--- GIVEN DATA Enclosed Below ---
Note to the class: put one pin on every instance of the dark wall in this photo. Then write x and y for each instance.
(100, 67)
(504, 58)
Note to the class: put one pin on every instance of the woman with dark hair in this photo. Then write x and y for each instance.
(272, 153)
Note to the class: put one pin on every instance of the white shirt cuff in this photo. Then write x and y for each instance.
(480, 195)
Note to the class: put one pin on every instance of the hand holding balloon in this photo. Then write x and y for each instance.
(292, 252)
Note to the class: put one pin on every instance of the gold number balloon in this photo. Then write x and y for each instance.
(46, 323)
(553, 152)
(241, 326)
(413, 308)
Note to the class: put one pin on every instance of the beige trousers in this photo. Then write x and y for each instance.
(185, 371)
--- End of Enclosed GIVEN DATA ---
# TASK ITEM
Nothing but the exact lines of the data above, from the line containing "of the white" through the last, should appear in the answer.

# SOLUTION
Note to the class: put one pin on every instance of the white shirt cuff in this photo. Then write x and y for each instance.
(480, 195)
Note to the class: put one pin on every instance of the hand holding balloon in this photo. Then write x and y for each instance.
(292, 252)
Note to the class: put one pin on every instance of the gold number balloon in this photo. Then write x and y for each instance.
(46, 323)
(553, 152)
(241, 326)
(413, 308)
Note to the class: put one pin on every instance of the beige trousers in this photo. Then write x and y for each instance.
(185, 371)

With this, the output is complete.